─── Given records
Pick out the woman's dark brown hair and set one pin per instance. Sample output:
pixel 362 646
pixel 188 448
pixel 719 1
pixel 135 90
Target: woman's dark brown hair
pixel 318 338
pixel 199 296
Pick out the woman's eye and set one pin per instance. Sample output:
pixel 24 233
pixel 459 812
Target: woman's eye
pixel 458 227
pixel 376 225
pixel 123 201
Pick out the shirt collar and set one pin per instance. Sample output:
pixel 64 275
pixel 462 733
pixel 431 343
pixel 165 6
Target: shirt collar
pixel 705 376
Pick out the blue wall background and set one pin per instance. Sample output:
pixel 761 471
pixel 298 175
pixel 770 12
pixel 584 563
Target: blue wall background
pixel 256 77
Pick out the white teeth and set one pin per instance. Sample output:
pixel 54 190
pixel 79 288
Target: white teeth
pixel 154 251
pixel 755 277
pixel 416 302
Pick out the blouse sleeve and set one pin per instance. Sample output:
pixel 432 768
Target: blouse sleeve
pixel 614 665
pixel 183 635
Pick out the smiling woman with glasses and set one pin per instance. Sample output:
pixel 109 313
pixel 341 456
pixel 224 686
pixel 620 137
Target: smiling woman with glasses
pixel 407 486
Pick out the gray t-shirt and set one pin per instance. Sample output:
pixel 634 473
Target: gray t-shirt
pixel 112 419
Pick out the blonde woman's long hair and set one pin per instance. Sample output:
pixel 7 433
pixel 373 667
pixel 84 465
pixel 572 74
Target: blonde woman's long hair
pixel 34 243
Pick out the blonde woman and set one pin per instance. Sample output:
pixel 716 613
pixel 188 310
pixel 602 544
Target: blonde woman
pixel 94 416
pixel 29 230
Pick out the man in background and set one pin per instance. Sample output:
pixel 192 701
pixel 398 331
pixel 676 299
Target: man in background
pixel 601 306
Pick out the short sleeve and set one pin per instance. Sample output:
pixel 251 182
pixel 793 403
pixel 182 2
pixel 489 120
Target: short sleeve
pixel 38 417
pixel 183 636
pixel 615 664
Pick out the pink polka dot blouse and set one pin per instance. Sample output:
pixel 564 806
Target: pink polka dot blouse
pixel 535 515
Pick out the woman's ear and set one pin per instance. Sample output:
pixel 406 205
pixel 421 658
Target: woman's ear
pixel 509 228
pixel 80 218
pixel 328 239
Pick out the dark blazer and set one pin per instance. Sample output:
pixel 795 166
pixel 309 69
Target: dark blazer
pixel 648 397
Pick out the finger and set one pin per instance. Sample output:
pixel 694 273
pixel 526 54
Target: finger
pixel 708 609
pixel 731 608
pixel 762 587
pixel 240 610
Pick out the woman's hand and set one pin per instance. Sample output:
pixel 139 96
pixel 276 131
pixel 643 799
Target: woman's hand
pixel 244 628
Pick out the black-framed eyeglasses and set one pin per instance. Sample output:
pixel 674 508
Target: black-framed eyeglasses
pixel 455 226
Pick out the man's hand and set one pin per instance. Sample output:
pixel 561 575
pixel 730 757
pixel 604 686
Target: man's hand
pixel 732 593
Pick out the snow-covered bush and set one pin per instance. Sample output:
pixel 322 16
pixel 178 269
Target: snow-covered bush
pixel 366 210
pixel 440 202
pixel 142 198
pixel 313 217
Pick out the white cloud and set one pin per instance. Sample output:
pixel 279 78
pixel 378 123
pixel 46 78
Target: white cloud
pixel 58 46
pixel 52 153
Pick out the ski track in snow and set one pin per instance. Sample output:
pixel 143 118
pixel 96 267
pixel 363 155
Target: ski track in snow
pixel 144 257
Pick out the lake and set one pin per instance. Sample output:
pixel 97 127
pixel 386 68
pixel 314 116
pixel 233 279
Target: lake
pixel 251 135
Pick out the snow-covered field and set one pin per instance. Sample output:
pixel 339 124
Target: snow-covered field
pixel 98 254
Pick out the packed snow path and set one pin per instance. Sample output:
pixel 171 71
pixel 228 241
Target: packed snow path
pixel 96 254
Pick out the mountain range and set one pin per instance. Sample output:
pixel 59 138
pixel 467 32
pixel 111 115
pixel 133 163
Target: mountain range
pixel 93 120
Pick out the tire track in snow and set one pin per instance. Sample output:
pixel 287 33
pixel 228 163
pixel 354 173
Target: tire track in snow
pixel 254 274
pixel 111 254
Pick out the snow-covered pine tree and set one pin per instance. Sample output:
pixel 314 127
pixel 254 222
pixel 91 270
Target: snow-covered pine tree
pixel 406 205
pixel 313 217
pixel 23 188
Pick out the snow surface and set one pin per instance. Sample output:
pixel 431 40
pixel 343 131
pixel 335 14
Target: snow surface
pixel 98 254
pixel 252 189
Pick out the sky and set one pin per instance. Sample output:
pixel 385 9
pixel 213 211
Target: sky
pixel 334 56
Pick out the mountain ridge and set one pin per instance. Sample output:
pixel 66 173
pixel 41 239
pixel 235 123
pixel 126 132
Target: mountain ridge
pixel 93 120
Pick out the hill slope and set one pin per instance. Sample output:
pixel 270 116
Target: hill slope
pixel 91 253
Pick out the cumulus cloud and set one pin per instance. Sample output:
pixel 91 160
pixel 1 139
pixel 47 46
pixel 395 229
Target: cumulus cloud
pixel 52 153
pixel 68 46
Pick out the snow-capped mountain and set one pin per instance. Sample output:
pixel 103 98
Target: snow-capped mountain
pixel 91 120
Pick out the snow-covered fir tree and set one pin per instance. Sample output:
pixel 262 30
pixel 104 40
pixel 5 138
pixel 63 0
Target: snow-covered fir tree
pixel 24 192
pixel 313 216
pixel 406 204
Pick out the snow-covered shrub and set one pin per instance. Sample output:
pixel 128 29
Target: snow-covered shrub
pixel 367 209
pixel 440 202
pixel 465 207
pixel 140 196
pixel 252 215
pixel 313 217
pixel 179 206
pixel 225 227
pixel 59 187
──────
■ Work required
Please give the lines above as a JSON list of strings, one string per line, leaving out any blank lines.

■ Written reply
[
  "Pick out the woman's dark brown hair and set one pin per instance. Sample output:",
  "pixel 362 646",
  "pixel 188 448",
  "pixel 719 1",
  "pixel 135 90",
  "Target: woman's dark brown hair",
  "pixel 318 338",
  "pixel 199 296",
  "Pick out the woman's eye and set one pin per instance. Sample output:",
  "pixel 24 233",
  "pixel 459 812",
  "Target: woman's eye",
  "pixel 458 227",
  "pixel 376 225",
  "pixel 123 201",
  "Pick out the shirt collar and set one pin per instance. Sample output:",
  "pixel 64 275",
  "pixel 462 733",
  "pixel 431 343",
  "pixel 165 6",
  "Target: shirt collar",
  "pixel 705 376",
  "Pick out the blue wall background and set one pin per instance. Sample output:",
  "pixel 761 471",
  "pixel 298 175",
  "pixel 770 12",
  "pixel 584 563",
  "Target: blue wall background",
  "pixel 256 77",
  "Pick out the white teeth and set one pin per instance. Sample output:",
  "pixel 54 190",
  "pixel 79 288",
  "Target: white teeth",
  "pixel 154 251",
  "pixel 755 277",
  "pixel 416 302",
  "Pick out the blouse sleeve and set one pin per instance. Sample output:",
  "pixel 432 768",
  "Target: blouse sleeve",
  "pixel 614 665",
  "pixel 183 635",
  "Pick out the smiling woman with glasses and set one pin per instance. Sample output:",
  "pixel 109 313",
  "pixel 341 456",
  "pixel 224 686",
  "pixel 620 137",
  "Target: smiling woman with glasses",
  "pixel 407 486",
  "Pick out the gray t-shirt and set one pin per instance. Sample output:",
  "pixel 634 473",
  "Target: gray t-shirt",
  "pixel 112 419",
  "Pick out the blonde woman's long hair and set one pin per instance. Sample output:",
  "pixel 7 433",
  "pixel 373 667",
  "pixel 84 465",
  "pixel 572 74",
  "Target: blonde woman's long hair",
  "pixel 34 243",
  "Pick out the blonde woman and set one pin per instance. Sample output:",
  "pixel 716 613",
  "pixel 188 310",
  "pixel 602 544",
  "Target: blonde woman",
  "pixel 94 416",
  "pixel 29 230",
  "Pick out the man in background and set one pin per instance. Sample output:",
  "pixel 192 701",
  "pixel 398 331",
  "pixel 676 299",
  "Target: man in background",
  "pixel 601 306",
  "Pick out the short sleeve and set one pin per instance. Sample output:",
  "pixel 251 182",
  "pixel 793 403",
  "pixel 182 2",
  "pixel 489 120",
  "Target: short sleeve",
  "pixel 38 417",
  "pixel 183 636",
  "pixel 615 664",
  "Pick out the pink polka dot blouse and set one pin per instance. Sample output:",
  "pixel 564 806",
  "Target: pink polka dot blouse",
  "pixel 535 515",
  "Pick out the woman's ear and set one pin per instance. Sample output:",
  "pixel 406 205",
  "pixel 421 658",
  "Target: woman's ear",
  "pixel 509 228",
  "pixel 80 218",
  "pixel 328 239",
  "Pick out the dark blazer and set one pin per instance. Sample output:",
  "pixel 795 166",
  "pixel 309 69",
  "Target: dark blazer",
  "pixel 648 397",
  "Pick out the finger and set one pin per instance. Sample output:",
  "pixel 694 273",
  "pixel 526 54",
  "Target: finger",
  "pixel 708 609",
  "pixel 731 608",
  "pixel 762 587",
  "pixel 240 610",
  "Pick out the woman's hand and set one pin per instance. Sample output:",
  "pixel 139 96",
  "pixel 276 131",
  "pixel 643 799",
  "Target: woman's hand",
  "pixel 244 628",
  "Pick out the black-framed eyeglasses and set one pin per instance. Sample output:",
  "pixel 674 508",
  "Target: black-framed eyeglasses",
  "pixel 455 226",
  "Pick out the man's hand and set one pin per instance. Sample output:",
  "pixel 561 575",
  "pixel 730 757",
  "pixel 604 686",
  "Target: man's hand",
  "pixel 732 593",
  "Pick out the snow-covered bush and set one pin per instance. Sample output:",
  "pixel 322 16",
  "pixel 178 269",
  "Target: snow-covered bush",
  "pixel 366 210",
  "pixel 440 202",
  "pixel 142 198",
  "pixel 313 217",
  "Pick out the white cloud and set one pin per instance. Sample output:",
  "pixel 279 78",
  "pixel 378 123",
  "pixel 46 78",
  "Target: white cloud",
  "pixel 58 46",
  "pixel 52 153",
  "Pick out the ski track in snow and set one pin per instance. Sample output:",
  "pixel 143 118",
  "pixel 96 267",
  "pixel 363 155",
  "Target: ski track in snow",
  "pixel 144 257",
  "Pick out the lake and set one pin per instance. Sample output:",
  "pixel 97 127",
  "pixel 386 68",
  "pixel 314 116",
  "pixel 233 279",
  "Target: lake",
  "pixel 251 135",
  "Pick out the snow-covered field and set one pin per instance. Sample output:",
  "pixel 339 124",
  "Target: snow-covered field",
  "pixel 98 254",
  "Pick out the packed snow path and set one pin per instance. Sample output:",
  "pixel 171 71",
  "pixel 228 241",
  "Target: packed snow path",
  "pixel 96 254",
  "Pick out the mountain range and set one pin per instance. Sample output:",
  "pixel 59 138",
  "pixel 467 32",
  "pixel 111 115",
  "pixel 133 163",
  "Target: mountain range",
  "pixel 93 120",
  "Pick out the tire track in snow and set one pin per instance. Sample output:",
  "pixel 287 33",
  "pixel 228 163",
  "pixel 354 173",
  "Target: tire track in snow",
  "pixel 254 274",
  "pixel 111 254",
  "Pick out the snow-covered pine tree and set one pin per instance. Sample output:",
  "pixel 314 127",
  "pixel 254 222",
  "pixel 91 270",
  "Target: snow-covered pine tree",
  "pixel 406 205",
  "pixel 313 217",
  "pixel 23 188",
  "Pick out the snow surface and set one pin per instance. Sample output:",
  "pixel 431 40",
  "pixel 343 131",
  "pixel 335 14",
  "Target: snow surface",
  "pixel 98 254",
  "pixel 252 189",
  "Pick out the sky and set one pin per instance. Sample output:",
  "pixel 385 9",
  "pixel 213 211",
  "Target: sky",
  "pixel 334 56",
  "Pick out the mountain ridge and set one pin per instance. Sample output:",
  "pixel 66 173",
  "pixel 41 239",
  "pixel 235 123",
  "pixel 126 132",
  "Target: mountain ridge",
  "pixel 93 120",
  "Pick out the hill slope and set one pin per instance. Sample output:",
  "pixel 270 116",
  "Target: hill slope",
  "pixel 91 253",
  "Pick out the cumulus cloud and set one pin per instance. Sample output:",
  "pixel 91 160",
  "pixel 1 139",
  "pixel 47 46",
  "pixel 395 229",
  "Target: cumulus cloud",
  "pixel 52 153",
  "pixel 68 46",
  "Pick out the snow-capped mountain and set one pin per instance. Sample output:",
  "pixel 103 98",
  "Target: snow-capped mountain",
  "pixel 91 120",
  "Pick out the snow-covered fir tree and set one pin per instance. Sample output:",
  "pixel 262 30",
  "pixel 104 40",
  "pixel 5 138",
  "pixel 63 0",
  "Target: snow-covered fir tree",
  "pixel 24 192",
  "pixel 313 216",
  "pixel 406 204",
  "Pick out the snow-covered shrub and set one pin per instance. Sample output:",
  "pixel 128 29",
  "Target: snow-covered shrub",
  "pixel 367 209",
  "pixel 440 202",
  "pixel 465 207",
  "pixel 140 196",
  "pixel 252 215",
  "pixel 313 217",
  "pixel 179 206",
  "pixel 225 227",
  "pixel 59 187"
]